## start

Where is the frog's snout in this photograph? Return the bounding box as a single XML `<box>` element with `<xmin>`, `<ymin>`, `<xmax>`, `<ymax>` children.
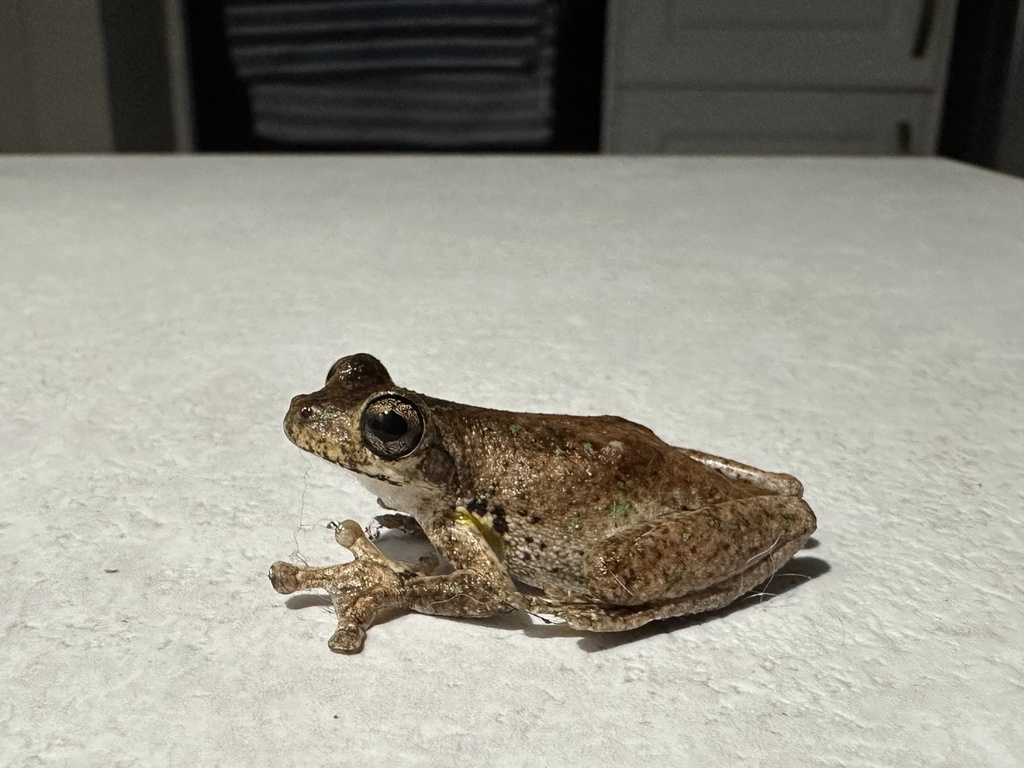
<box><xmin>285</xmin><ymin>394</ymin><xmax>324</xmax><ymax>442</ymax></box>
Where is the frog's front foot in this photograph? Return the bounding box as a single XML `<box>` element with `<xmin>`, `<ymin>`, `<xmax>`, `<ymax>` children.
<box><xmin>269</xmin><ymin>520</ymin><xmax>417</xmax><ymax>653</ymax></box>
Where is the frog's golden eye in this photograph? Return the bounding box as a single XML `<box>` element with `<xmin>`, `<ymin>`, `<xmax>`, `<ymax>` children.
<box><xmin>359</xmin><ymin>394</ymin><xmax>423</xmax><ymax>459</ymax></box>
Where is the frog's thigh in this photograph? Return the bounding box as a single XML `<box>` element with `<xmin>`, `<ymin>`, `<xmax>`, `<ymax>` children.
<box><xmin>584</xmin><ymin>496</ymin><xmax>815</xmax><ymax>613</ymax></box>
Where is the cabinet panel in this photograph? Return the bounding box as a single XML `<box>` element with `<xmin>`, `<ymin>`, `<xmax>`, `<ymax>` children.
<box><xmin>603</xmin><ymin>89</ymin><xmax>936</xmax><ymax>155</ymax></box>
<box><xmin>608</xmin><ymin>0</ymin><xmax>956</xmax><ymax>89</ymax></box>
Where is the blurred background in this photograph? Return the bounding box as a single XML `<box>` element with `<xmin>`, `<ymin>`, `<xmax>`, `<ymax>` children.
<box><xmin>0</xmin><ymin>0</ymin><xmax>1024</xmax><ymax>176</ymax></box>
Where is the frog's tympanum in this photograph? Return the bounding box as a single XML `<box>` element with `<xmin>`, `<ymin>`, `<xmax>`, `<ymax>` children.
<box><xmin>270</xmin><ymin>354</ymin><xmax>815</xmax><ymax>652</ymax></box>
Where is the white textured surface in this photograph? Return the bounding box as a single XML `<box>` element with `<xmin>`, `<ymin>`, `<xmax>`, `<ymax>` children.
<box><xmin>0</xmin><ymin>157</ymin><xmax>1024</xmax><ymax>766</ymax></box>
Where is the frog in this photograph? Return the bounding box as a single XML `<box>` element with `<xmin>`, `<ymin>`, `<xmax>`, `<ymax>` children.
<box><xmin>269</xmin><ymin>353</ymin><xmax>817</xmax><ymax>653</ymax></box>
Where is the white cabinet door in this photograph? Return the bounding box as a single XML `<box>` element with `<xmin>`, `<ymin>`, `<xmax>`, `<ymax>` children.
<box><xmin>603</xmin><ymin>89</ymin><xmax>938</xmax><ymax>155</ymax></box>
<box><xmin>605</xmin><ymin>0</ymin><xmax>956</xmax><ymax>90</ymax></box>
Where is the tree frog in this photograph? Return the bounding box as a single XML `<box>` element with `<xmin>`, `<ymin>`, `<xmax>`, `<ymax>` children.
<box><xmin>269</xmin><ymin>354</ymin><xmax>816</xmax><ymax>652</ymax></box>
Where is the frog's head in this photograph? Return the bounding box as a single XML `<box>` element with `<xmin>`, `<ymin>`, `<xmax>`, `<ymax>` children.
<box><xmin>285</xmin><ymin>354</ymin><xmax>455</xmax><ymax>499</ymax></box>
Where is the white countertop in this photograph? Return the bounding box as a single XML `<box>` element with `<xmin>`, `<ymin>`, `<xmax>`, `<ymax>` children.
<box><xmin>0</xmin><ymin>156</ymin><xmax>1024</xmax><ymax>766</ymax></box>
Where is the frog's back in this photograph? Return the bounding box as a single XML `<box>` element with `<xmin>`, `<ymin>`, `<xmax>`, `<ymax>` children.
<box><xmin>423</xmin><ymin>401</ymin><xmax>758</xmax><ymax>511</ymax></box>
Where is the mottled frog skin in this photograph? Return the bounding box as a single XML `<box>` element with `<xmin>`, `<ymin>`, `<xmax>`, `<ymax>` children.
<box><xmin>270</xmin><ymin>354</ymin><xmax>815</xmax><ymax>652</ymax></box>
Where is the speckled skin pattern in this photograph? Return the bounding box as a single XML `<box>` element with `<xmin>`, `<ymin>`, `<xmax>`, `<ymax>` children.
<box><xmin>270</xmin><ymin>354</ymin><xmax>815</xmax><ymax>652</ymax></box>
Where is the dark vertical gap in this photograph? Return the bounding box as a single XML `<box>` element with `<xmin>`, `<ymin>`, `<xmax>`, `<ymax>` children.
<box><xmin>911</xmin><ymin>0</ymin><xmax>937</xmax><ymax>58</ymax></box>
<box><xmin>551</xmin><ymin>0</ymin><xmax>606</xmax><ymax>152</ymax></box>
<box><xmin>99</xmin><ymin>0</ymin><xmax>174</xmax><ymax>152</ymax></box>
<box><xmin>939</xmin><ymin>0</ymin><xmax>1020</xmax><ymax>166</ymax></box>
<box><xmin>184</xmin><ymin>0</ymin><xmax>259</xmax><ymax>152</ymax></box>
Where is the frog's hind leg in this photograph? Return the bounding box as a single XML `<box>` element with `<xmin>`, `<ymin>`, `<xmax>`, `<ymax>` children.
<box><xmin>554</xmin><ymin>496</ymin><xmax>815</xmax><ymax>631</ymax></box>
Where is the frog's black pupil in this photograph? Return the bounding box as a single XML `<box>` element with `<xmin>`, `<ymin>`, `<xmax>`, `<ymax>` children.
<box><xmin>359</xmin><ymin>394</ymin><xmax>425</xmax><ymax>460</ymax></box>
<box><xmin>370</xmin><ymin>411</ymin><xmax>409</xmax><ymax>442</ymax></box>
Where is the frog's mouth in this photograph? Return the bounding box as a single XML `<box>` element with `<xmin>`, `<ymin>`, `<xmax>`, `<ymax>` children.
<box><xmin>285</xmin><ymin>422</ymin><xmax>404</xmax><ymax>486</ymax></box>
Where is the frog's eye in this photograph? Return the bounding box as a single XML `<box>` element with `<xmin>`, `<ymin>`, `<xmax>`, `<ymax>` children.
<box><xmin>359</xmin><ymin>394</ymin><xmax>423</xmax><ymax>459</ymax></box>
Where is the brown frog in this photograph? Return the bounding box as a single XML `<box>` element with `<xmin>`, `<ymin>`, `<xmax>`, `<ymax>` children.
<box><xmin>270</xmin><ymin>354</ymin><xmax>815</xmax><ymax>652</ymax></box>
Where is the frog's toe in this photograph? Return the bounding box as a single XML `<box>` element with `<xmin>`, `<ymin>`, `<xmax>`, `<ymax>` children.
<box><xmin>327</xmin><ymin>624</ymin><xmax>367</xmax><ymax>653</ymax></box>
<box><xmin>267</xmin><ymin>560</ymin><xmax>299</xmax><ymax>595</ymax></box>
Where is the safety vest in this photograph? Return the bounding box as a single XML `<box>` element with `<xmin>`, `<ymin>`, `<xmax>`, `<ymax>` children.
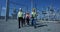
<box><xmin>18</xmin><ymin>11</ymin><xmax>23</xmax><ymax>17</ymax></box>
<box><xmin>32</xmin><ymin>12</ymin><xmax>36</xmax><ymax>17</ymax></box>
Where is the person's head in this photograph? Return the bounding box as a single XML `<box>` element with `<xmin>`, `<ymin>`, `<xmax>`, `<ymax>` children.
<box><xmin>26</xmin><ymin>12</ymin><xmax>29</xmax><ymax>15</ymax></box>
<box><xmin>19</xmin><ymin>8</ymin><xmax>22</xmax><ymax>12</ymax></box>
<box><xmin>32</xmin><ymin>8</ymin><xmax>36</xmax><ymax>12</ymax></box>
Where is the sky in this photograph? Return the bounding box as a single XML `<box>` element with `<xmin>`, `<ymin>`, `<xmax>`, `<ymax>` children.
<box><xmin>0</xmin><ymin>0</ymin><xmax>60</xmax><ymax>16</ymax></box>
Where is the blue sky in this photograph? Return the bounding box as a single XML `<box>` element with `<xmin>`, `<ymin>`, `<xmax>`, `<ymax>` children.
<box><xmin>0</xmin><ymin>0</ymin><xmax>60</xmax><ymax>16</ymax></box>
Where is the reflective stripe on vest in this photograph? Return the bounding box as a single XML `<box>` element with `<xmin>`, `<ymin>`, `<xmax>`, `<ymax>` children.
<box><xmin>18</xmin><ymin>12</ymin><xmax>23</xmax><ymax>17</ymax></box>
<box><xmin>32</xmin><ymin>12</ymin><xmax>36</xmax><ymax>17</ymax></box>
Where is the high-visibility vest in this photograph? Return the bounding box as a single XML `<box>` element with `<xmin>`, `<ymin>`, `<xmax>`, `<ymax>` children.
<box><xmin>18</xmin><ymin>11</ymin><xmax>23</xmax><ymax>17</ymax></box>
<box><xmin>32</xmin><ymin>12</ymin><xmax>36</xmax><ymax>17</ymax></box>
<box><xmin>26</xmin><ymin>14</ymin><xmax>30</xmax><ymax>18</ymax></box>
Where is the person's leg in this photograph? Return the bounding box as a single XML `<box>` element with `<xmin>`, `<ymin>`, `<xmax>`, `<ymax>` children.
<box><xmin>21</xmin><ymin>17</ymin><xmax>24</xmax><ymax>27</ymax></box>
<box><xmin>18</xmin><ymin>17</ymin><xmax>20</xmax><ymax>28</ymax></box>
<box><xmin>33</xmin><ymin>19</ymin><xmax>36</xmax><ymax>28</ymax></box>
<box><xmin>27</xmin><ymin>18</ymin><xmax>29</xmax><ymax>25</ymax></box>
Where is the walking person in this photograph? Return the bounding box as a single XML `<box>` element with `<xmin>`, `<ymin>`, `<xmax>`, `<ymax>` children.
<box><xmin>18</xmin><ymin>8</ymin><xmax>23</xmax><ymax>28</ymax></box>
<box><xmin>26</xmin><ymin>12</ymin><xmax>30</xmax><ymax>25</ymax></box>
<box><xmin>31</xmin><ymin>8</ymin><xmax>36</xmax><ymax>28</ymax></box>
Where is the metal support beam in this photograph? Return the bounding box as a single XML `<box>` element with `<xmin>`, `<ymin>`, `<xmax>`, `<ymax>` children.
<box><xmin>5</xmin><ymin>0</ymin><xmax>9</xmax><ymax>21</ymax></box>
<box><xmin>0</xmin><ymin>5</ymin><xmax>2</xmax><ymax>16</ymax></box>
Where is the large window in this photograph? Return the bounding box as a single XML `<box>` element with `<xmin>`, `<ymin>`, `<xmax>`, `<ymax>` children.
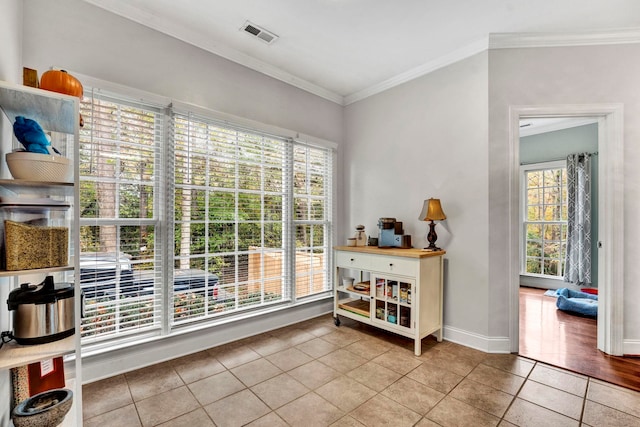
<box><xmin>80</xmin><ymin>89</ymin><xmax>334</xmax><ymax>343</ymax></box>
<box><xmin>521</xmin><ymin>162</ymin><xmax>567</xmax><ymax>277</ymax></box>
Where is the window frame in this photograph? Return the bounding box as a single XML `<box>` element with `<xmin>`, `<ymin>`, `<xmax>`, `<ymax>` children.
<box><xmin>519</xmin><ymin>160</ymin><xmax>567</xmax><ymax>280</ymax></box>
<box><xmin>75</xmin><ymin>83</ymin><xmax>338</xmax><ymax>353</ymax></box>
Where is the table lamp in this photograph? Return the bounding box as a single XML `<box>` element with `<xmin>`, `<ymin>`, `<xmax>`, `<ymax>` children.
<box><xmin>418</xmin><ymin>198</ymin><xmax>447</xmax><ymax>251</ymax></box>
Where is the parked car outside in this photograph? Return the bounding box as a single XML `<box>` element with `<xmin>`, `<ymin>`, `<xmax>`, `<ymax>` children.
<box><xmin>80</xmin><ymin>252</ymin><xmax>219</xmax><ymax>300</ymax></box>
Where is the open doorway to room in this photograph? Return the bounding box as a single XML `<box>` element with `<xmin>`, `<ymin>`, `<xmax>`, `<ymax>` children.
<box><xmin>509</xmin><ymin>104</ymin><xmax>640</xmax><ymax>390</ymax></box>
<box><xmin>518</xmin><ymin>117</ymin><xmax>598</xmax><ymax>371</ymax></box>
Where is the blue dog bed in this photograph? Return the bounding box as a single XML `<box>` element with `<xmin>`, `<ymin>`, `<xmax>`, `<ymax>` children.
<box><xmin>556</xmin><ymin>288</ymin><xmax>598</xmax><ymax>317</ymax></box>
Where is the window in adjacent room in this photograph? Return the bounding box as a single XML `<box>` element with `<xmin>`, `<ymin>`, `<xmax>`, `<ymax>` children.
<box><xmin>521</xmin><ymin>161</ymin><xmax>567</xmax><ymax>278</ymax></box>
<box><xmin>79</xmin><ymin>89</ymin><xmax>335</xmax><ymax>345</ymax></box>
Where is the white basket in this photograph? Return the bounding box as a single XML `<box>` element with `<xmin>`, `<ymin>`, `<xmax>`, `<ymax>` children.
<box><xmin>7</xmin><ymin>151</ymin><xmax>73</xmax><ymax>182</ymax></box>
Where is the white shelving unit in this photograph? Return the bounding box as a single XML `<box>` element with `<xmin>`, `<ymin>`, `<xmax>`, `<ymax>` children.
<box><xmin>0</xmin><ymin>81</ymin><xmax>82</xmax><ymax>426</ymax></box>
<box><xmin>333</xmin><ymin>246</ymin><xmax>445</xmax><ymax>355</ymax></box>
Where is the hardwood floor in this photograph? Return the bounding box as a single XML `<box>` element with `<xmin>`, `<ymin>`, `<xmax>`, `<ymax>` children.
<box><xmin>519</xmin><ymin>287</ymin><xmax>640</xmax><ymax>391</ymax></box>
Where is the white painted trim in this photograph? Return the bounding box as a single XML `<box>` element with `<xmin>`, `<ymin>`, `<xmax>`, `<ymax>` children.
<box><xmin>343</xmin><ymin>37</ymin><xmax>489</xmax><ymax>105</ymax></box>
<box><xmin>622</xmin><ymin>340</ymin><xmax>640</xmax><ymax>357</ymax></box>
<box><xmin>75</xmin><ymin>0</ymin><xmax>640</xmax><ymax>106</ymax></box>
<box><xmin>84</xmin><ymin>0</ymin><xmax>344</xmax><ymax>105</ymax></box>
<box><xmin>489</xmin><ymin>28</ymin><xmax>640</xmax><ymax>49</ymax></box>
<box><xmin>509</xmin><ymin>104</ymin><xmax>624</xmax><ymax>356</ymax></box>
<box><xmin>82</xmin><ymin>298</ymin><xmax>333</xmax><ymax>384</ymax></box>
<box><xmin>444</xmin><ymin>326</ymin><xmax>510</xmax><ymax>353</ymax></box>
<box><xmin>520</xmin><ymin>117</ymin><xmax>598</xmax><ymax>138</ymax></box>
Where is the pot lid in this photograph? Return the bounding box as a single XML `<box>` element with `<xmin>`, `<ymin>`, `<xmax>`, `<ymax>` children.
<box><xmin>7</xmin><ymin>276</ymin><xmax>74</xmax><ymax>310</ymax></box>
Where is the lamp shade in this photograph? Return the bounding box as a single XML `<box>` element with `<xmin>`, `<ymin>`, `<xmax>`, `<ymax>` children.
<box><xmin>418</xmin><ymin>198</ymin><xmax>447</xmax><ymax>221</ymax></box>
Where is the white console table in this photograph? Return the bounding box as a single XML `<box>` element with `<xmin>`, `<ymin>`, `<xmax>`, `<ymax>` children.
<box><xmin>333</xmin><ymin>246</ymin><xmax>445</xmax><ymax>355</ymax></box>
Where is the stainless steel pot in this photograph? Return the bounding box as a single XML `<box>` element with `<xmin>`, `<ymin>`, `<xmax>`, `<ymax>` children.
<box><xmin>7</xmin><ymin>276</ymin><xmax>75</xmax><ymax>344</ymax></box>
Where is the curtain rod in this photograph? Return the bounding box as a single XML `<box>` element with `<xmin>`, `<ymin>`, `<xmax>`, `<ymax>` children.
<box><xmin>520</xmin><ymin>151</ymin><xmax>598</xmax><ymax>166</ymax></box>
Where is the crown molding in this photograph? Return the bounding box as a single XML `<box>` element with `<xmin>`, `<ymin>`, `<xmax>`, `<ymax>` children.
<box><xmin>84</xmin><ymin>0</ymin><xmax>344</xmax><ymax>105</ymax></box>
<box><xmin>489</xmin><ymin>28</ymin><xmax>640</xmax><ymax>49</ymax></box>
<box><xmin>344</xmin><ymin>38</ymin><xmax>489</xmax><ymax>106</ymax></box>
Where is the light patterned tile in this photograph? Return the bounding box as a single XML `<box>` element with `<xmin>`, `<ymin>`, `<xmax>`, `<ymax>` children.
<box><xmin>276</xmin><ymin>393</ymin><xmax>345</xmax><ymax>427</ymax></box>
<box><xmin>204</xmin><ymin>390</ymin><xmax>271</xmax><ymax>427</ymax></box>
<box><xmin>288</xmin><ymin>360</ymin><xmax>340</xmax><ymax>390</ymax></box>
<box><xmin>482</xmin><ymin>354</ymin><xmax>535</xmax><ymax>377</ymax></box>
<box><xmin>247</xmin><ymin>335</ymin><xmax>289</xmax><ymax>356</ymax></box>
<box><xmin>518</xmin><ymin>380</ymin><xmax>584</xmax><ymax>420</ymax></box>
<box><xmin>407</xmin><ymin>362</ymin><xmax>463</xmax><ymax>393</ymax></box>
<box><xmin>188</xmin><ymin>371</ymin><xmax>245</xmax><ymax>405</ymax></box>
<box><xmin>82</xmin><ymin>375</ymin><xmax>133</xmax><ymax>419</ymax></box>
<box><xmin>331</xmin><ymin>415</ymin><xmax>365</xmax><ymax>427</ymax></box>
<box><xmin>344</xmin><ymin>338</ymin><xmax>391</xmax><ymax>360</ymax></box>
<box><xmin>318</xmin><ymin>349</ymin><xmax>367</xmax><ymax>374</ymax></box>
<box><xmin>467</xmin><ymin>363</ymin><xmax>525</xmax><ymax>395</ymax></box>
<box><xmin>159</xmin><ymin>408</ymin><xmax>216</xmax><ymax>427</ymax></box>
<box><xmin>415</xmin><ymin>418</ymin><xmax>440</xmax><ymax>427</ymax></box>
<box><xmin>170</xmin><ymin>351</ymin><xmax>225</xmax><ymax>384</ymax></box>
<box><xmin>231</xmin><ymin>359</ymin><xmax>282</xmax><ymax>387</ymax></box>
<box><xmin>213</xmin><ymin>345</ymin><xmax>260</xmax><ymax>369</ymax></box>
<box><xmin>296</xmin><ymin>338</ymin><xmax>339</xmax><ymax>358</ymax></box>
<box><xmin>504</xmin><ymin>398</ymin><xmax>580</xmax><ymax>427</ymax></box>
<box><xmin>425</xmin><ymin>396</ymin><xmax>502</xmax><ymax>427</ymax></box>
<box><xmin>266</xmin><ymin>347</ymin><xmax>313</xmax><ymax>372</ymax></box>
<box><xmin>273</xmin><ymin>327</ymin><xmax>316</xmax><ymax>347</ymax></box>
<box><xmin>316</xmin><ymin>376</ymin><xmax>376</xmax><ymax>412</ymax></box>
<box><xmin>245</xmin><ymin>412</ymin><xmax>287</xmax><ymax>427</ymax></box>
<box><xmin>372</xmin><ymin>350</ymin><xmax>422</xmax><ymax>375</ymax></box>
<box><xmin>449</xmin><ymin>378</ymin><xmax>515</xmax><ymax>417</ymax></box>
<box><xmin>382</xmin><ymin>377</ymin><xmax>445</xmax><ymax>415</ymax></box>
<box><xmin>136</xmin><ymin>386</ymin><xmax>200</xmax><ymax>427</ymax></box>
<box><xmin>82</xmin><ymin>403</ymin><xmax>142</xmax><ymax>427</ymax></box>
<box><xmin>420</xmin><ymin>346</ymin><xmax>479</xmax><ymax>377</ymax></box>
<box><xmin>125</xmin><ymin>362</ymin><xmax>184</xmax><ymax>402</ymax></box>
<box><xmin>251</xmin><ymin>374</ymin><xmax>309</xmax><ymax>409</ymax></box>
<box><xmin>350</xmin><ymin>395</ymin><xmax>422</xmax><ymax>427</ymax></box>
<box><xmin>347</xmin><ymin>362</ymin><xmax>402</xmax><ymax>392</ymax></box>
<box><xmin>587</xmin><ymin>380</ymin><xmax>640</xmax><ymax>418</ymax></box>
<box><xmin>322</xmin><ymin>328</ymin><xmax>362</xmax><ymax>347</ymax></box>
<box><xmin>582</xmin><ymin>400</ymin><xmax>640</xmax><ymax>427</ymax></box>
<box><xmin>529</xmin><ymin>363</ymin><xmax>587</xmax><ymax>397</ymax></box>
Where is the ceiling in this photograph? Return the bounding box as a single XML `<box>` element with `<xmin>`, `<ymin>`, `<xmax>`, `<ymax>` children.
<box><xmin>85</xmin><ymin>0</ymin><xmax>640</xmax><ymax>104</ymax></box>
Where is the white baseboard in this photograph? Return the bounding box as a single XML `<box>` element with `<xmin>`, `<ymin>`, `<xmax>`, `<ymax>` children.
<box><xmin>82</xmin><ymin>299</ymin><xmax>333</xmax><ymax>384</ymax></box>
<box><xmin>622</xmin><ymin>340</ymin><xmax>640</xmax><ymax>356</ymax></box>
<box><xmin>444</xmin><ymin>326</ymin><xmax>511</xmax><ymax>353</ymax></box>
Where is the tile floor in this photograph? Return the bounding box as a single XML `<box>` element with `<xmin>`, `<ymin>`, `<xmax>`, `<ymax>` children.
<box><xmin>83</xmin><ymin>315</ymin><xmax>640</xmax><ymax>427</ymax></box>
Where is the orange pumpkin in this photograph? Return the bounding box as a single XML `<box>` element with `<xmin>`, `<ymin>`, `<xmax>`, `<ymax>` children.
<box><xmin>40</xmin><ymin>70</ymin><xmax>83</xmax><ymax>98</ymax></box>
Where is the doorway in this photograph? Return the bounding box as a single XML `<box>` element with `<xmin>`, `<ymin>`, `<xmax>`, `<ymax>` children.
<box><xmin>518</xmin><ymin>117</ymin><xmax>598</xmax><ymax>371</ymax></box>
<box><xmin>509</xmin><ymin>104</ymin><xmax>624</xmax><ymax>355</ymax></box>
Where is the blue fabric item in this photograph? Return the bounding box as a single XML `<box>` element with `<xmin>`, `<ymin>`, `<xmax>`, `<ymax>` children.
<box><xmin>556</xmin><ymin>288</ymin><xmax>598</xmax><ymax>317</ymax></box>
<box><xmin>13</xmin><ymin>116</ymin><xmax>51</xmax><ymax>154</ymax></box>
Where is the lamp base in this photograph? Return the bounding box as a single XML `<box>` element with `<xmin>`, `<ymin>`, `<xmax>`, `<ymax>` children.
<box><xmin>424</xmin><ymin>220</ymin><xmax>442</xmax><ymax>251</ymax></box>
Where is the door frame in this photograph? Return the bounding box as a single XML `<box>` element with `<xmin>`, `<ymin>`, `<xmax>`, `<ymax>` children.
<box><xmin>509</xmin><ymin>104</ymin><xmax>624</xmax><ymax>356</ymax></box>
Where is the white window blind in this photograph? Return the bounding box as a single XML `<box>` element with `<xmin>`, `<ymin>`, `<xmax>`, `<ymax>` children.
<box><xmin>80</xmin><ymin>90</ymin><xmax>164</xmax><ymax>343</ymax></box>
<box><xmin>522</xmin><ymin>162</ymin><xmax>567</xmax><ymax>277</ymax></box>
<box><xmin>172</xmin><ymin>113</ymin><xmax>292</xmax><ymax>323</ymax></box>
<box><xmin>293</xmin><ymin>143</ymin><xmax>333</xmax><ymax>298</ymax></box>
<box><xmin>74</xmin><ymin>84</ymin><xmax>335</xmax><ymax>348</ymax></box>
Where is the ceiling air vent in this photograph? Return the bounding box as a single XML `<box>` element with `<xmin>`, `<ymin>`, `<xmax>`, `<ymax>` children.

## end

▶ [GIVEN REQUEST] Rewrite the rows as a numbered list, starting at the line that contains "Where is the door frame" and ending at the last row. Leave out any blank lines.

▶ [TASK SOLUTION]
1. Where is the door frame in this photograph? Return the bounding box as a single XML `<box>` element with `<xmin>`, `<ymin>`, `<xmax>`, `<ymax>` children.
2. <box><xmin>509</xmin><ymin>104</ymin><xmax>624</xmax><ymax>356</ymax></box>
3. Where is the white window blind in this photograph? Return the bounding box as a single XML `<box>` element with `<xmin>`, `<ymin>`, `<xmax>`, `<ymax>` children.
4. <box><xmin>80</xmin><ymin>90</ymin><xmax>164</xmax><ymax>343</ymax></box>
5. <box><xmin>522</xmin><ymin>162</ymin><xmax>567</xmax><ymax>277</ymax></box>
6. <box><xmin>172</xmin><ymin>113</ymin><xmax>292</xmax><ymax>323</ymax></box>
7. <box><xmin>293</xmin><ymin>143</ymin><xmax>333</xmax><ymax>298</ymax></box>
8. <box><xmin>74</xmin><ymin>84</ymin><xmax>335</xmax><ymax>348</ymax></box>
9. Where is the ceiling air vent in this photograph? Return the bounding box as a single XML `<box>` element with `<xmin>`, `<ymin>`, `<xmax>`, `<ymax>` children.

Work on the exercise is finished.